# START OF Records provided
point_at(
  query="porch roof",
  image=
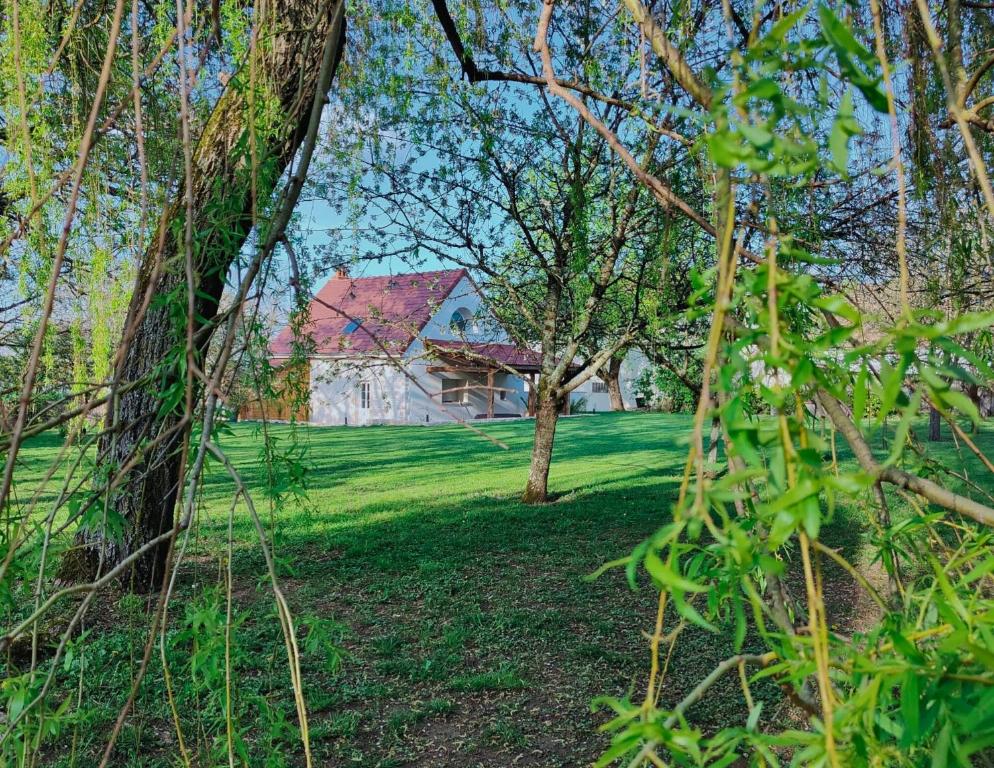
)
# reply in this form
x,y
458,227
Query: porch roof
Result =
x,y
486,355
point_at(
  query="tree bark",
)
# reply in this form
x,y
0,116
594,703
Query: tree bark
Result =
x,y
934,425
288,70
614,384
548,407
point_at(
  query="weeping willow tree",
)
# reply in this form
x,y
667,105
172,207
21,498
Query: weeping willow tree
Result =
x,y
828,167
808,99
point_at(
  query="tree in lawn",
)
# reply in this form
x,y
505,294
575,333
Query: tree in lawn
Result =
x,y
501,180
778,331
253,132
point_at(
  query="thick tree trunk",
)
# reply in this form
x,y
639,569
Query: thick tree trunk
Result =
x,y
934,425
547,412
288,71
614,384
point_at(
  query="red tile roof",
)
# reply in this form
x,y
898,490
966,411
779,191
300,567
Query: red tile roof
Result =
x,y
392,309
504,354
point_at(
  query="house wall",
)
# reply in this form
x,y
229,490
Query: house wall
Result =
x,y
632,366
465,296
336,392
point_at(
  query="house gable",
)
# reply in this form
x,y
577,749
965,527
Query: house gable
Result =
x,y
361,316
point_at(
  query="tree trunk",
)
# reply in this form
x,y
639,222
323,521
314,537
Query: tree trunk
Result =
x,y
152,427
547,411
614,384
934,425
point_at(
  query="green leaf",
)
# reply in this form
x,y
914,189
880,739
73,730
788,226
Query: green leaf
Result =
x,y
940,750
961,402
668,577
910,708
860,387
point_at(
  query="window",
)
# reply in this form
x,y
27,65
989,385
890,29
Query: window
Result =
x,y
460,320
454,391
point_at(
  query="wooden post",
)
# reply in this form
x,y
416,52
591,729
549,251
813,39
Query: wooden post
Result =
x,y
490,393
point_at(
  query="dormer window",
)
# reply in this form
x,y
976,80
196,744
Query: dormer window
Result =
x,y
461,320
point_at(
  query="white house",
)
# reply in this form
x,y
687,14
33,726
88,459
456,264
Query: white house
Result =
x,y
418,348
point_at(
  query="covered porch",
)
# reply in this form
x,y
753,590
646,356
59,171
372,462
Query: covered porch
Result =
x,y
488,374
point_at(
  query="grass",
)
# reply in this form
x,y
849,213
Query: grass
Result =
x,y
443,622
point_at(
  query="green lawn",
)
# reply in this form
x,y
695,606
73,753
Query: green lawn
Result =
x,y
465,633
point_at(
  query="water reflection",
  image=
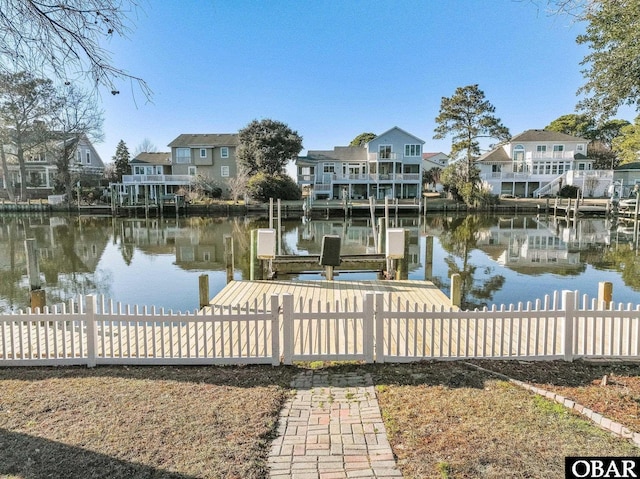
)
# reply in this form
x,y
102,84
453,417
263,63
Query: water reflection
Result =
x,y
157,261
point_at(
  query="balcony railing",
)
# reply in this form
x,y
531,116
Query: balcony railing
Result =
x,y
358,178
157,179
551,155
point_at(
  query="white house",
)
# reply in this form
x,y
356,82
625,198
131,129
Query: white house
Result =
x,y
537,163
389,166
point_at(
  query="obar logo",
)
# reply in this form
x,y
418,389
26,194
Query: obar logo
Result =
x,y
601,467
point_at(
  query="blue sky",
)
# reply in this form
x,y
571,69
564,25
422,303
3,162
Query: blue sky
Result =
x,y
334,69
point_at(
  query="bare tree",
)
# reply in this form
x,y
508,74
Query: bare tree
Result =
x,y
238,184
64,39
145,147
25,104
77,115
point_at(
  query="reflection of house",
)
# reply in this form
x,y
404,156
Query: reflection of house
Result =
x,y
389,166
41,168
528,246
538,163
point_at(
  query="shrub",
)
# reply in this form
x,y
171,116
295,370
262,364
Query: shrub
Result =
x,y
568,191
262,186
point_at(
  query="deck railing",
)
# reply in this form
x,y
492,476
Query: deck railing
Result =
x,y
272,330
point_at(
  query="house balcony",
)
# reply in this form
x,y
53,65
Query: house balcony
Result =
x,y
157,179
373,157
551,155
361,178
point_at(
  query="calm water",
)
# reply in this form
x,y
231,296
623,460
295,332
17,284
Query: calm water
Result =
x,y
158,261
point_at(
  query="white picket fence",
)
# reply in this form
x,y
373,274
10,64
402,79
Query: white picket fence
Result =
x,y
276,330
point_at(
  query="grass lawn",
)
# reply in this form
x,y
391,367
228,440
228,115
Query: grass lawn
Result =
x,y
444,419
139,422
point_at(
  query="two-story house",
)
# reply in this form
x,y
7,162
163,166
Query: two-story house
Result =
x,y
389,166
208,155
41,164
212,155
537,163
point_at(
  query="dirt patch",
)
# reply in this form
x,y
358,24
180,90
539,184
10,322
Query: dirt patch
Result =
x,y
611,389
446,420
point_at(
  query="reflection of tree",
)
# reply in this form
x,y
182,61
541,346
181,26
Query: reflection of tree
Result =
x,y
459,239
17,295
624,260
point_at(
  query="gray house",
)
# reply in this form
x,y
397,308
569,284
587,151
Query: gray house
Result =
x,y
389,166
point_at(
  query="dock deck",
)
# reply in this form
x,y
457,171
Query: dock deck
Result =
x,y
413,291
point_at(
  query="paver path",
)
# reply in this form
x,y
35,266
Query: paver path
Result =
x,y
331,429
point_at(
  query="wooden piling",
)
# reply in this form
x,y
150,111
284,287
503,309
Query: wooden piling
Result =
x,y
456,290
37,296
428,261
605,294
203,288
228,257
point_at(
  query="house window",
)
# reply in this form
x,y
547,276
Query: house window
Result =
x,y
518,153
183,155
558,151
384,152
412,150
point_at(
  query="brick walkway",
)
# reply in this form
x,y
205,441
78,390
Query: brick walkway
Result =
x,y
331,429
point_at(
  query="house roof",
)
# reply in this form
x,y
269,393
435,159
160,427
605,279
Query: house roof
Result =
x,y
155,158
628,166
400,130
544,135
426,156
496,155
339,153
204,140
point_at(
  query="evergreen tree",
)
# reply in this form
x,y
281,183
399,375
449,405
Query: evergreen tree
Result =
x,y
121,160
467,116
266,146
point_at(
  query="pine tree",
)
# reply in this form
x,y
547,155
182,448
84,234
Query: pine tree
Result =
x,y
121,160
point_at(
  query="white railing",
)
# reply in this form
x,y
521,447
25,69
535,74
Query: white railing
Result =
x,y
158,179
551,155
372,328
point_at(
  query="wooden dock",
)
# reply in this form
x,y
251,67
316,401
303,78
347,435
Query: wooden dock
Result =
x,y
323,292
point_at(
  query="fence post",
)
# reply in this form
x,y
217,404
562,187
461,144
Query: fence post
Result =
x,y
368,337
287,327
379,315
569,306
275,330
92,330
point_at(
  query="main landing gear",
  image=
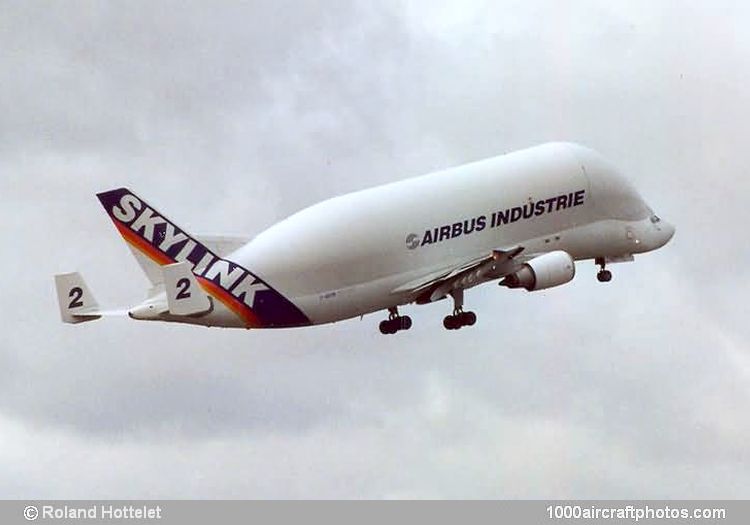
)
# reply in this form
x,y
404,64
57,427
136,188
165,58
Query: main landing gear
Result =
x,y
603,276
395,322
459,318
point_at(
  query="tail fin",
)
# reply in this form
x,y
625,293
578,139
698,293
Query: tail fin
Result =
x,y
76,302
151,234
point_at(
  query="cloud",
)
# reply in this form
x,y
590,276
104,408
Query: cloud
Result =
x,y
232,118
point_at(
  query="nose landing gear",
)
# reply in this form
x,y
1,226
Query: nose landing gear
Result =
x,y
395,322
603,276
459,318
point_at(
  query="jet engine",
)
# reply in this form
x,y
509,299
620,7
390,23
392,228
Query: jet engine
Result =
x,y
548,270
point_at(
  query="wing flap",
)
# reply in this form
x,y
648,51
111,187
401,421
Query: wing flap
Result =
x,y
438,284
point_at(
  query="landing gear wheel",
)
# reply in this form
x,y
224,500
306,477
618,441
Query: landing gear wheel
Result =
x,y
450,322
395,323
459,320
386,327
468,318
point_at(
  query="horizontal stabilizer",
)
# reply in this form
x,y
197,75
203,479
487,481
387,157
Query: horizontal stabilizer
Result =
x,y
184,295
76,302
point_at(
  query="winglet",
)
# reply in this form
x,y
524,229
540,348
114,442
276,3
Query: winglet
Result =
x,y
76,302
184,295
# END OF Records provided
> Given instruction: List every line of the listing above that contains the string "story", treating uppercase and lowercase as different.

> Solution:
  query="two-story house",
Query: two-story house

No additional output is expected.